- **Aim of the task**
An exact restatement of the records below is expected.

- **Dataset content**
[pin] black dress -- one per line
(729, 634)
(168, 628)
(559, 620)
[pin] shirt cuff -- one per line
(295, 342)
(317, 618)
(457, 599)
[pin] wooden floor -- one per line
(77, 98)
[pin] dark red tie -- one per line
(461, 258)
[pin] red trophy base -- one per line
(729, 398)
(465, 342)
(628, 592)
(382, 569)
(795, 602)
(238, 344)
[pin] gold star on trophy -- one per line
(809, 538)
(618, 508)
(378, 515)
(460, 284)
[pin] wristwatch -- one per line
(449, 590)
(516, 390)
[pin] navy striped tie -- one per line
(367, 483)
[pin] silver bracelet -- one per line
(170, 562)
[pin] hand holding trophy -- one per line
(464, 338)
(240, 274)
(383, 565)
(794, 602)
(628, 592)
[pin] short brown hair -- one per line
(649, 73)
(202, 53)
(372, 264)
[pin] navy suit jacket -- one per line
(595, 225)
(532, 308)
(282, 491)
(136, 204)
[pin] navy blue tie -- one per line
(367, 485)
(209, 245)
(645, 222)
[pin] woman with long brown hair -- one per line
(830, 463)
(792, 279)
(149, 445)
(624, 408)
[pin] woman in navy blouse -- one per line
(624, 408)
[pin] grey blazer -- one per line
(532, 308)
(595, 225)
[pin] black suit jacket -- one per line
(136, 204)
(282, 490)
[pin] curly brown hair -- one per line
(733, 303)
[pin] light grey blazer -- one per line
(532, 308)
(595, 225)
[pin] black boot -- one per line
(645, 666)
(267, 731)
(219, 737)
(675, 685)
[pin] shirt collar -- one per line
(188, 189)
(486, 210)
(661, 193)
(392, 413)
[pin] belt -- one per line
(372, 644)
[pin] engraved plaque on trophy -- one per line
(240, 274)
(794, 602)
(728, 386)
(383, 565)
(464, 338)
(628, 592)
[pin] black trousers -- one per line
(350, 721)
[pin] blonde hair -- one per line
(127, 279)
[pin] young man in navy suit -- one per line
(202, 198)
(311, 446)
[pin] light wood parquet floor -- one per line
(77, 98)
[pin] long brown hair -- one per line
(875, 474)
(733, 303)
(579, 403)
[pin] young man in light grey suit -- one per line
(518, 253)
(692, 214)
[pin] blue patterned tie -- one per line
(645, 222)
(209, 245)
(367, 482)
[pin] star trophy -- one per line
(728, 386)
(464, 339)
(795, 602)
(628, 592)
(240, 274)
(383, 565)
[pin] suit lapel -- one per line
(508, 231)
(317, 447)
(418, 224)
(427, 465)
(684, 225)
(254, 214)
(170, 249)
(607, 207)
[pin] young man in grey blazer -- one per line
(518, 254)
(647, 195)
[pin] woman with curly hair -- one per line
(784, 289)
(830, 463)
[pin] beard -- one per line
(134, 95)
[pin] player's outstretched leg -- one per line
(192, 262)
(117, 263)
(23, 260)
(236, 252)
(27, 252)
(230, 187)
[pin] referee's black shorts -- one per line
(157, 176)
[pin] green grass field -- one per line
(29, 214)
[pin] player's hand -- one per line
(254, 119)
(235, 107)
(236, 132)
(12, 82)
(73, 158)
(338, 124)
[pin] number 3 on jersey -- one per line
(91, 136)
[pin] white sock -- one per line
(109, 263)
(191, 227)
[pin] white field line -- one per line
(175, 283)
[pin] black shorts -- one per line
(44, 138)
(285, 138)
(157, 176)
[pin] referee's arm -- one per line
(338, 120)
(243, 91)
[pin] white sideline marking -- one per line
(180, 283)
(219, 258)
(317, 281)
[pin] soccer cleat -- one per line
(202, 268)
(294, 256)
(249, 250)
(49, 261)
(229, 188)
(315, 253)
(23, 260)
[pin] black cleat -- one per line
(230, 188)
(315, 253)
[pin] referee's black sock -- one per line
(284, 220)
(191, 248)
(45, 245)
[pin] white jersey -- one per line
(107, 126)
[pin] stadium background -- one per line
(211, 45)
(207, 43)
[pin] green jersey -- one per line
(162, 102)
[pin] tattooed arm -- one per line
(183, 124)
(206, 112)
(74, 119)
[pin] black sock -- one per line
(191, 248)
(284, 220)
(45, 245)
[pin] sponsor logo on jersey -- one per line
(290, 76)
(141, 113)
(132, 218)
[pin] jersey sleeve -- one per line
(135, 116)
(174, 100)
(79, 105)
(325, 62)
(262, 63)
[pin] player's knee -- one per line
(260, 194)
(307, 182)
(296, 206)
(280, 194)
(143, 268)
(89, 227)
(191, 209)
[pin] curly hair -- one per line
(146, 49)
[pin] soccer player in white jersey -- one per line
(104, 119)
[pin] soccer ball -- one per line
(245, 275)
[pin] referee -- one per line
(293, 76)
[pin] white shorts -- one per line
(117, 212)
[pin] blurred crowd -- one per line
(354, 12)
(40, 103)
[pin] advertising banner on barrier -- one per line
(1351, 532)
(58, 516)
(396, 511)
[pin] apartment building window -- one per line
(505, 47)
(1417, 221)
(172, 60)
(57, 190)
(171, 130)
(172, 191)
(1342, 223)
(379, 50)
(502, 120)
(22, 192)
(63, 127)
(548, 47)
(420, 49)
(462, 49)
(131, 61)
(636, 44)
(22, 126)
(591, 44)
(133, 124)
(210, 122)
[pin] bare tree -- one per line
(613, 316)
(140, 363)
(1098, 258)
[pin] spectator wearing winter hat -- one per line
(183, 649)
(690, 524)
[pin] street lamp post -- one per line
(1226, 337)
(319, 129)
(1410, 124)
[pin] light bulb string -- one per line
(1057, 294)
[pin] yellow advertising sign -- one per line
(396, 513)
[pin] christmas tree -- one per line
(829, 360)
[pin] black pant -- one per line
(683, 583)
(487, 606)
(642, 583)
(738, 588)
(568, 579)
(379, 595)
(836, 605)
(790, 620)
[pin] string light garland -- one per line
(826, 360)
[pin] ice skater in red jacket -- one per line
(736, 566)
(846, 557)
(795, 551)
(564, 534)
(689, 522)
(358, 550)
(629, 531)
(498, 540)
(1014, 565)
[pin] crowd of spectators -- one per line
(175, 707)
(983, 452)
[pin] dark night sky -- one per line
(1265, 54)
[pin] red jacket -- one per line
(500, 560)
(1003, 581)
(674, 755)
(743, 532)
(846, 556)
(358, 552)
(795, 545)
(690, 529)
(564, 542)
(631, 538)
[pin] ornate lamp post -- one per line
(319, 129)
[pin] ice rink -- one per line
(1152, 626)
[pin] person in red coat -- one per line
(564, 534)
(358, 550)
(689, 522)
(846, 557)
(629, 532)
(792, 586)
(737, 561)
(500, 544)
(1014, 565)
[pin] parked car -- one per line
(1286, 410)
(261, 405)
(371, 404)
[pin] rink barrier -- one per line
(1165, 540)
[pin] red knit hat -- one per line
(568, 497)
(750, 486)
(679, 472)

- **Task answer**
[pin] black dress -- one per line
(729, 634)
(168, 628)
(559, 620)
[pin] shirt cuff -- one per line
(295, 342)
(317, 618)
(457, 599)
[pin] wooden floor -- one per line
(77, 98)
[pin] dark red tie -- one per line
(461, 258)
[pin] red trophy base -- one per line
(729, 398)
(465, 342)
(628, 592)
(382, 569)
(795, 602)
(238, 344)
[pin] gold star on trophy -- one per line
(809, 538)
(618, 508)
(378, 515)
(460, 284)
[pin] wristwatch -- one per line
(449, 590)
(516, 390)
[pin] navy striped tie -- one per line
(367, 483)
[pin] silver bracelet -- one per line
(170, 562)
[pin] hand holding trophy -- one per line
(464, 338)
(240, 274)
(383, 565)
(794, 602)
(628, 592)
[pin] short brown hair -- one per line
(649, 73)
(202, 53)
(372, 264)
[pin] navy suit jacket -- one per line
(595, 225)
(532, 308)
(282, 491)
(136, 204)
[pin] navy blue tie -- one per line
(367, 485)
(209, 245)
(645, 222)
[pin] woman with long brown hair -- one per line
(830, 463)
(792, 279)
(149, 445)
(624, 408)
[pin] woman in navy blouse -- one per line
(624, 408)
[pin] grey blazer -- one per line
(532, 308)
(595, 225)
[pin] black suit jacket -- one per line
(136, 204)
(282, 490)
[pin] curly brown hair -- one per line
(733, 303)
[pin] light grey blazer -- one per line
(532, 308)
(595, 225)
[pin] black boot -- one per line
(645, 666)
(267, 731)
(219, 737)
(675, 685)
[pin] shirt collar -- one per line
(188, 189)
(486, 210)
(661, 193)
(392, 413)
[pin] belt -- one per line
(372, 644)
[pin] engraved plaque on trophy -- one per line
(240, 274)
(794, 602)
(728, 386)
(383, 565)
(464, 338)
(628, 592)
[pin] black trousers -- one per line
(350, 721)
[pin] blonde hair -- one per line
(127, 279)
[pin] young man in navy suit -- one per line
(202, 198)
(311, 446)
[pin] light wood parquet floor -- one per line
(77, 98)
[pin] long brown hair -- one per line
(875, 474)
(733, 303)
(579, 403)
[pin] young man in light grey suit -- one per line
(518, 253)
(692, 214)
[pin] blue patterned tie -- one per line
(645, 222)
(209, 245)
(367, 482)
[pin] star trophy -- one per line
(728, 386)
(464, 339)
(795, 602)
(628, 592)
(240, 274)
(383, 565)
[pin] suit lapel -- one per line
(508, 231)
(317, 447)
(418, 224)
(427, 465)
(684, 225)
(254, 214)
(170, 249)
(607, 207)
[pin] young man in grey blazer -- one per line
(518, 254)
(647, 195)
[pin] woman with curly hair -- one per line
(784, 289)
(830, 463)
[pin] beard -- one per line
(134, 95)
[pin] player's outstretched leg -- one per line
(192, 262)
(117, 263)
(23, 260)
(236, 252)
(27, 252)
(230, 187)
[pin] referee's black shorts -- one per line
(157, 176)
[pin] green grass field -- one per line
(29, 214)
[pin] player's hand -- one per line
(254, 119)
(235, 107)
(236, 132)
(12, 82)
(73, 158)
(338, 124)
[pin] number 3 on jersey -- one per line
(91, 136)
[pin] white sock -- one per line
(109, 263)
(191, 227)
[pin] white field line -- one per line
(175, 283)
[pin] black shorts -- one per line
(44, 138)
(285, 138)
(157, 176)
[pin] referee's arm -- one per line
(338, 120)
(243, 91)
[pin] white sideline marking -- one per line
(180, 283)
(219, 258)
(317, 281)
[pin] soccer cleat -- one per line
(202, 268)
(294, 256)
(249, 250)
(49, 261)
(229, 188)
(315, 253)
(23, 260)
[pin] black cleat -- one per line
(230, 188)
(315, 253)
[pin] referee's black sock -- one per line
(284, 220)
(191, 248)
(45, 245)
[pin] white jersey -- one per line
(107, 126)
[pin] stadium background -- one per line
(211, 45)
(207, 43)
[pin] green jersey -- one per line
(162, 102)
[pin] tattooed arm -- one per line
(183, 124)
(206, 112)
(74, 119)
[pin] black sock -- one per line
(191, 248)
(284, 220)
(45, 245)
[pin] sponsor logo on jersey -- one per line
(290, 76)
(141, 113)
(132, 218)
[pin] jersey sleeve -- one per line
(135, 116)
(174, 100)
(79, 105)
(325, 62)
(262, 63)
[pin] player's knee -- one per line
(260, 194)
(307, 182)
(296, 206)
(280, 194)
(143, 268)
(89, 227)
(191, 209)
[pin] curly hair -- one per line
(146, 49)
[pin] soccer player in white jersey -- one per line
(104, 119)
[pin] soccer ball -- one per line
(245, 275)
[pin] referee -- one per line
(293, 76)
[pin] white shorts -- one per line
(117, 212)
[pin] blurred crowd -- one per line
(354, 12)
(40, 103)
[pin] advertising banner on barrier -- one per line
(1351, 532)
(58, 516)
(396, 511)
[pin] apartment building window -- one per line
(505, 47)
(1417, 221)
(172, 60)
(57, 190)
(171, 130)
(172, 191)
(1342, 223)
(379, 50)
(502, 120)
(22, 192)
(63, 127)
(548, 47)
(420, 49)
(462, 49)
(131, 61)
(636, 44)
(22, 126)
(591, 44)
(133, 124)
(210, 122)
[pin] bare tree -- one per line
(613, 316)
(140, 363)
(1098, 258)
[pin] spectator wearing winter hat -- one per line
(183, 649)
(690, 524)
[pin] street lamp post -- one per line
(1226, 337)
(319, 129)
(1410, 124)
[pin] light bulb string -- one per line
(1057, 294)
[pin] yellow advertising sign -- one per line
(396, 513)
[pin] christmas tree -- one per line
(829, 360)
[pin] black pant -- one per line
(683, 583)
(487, 606)
(642, 583)
(738, 588)
(568, 579)
(379, 595)
(836, 605)
(790, 620)
[pin] string light garland -- one per line
(826, 360)
[pin] ice skater in red jacket -- one per line
(736, 566)
(846, 557)
(795, 551)
(564, 534)
(689, 522)
(358, 550)
(629, 531)
(498, 540)
(1014, 565)
[pin] crowd of spectators -- one per line
(175, 707)
(983, 452)
[pin] dark night sky -- one per line
(1265, 54)
[pin] red jacket -- one per line
(500, 560)
(1003, 581)
(674, 755)
(743, 532)
(846, 556)
(358, 552)
(795, 545)
(690, 529)
(564, 542)
(631, 538)
[pin] ornate lamp post -- one per line
(319, 129)
[pin] ice rink -- one per line
(1152, 626)
[pin] person in red coat -- one per line
(564, 534)
(358, 550)
(689, 522)
(846, 557)
(629, 532)
(792, 586)
(737, 561)
(500, 544)
(1014, 565)
[pin] parked car -- one per line
(1286, 410)
(261, 405)
(371, 404)
[pin] rink barrier -- one per line
(1165, 540)
[pin] red knit hat -- one per line
(568, 497)
(750, 486)
(679, 472)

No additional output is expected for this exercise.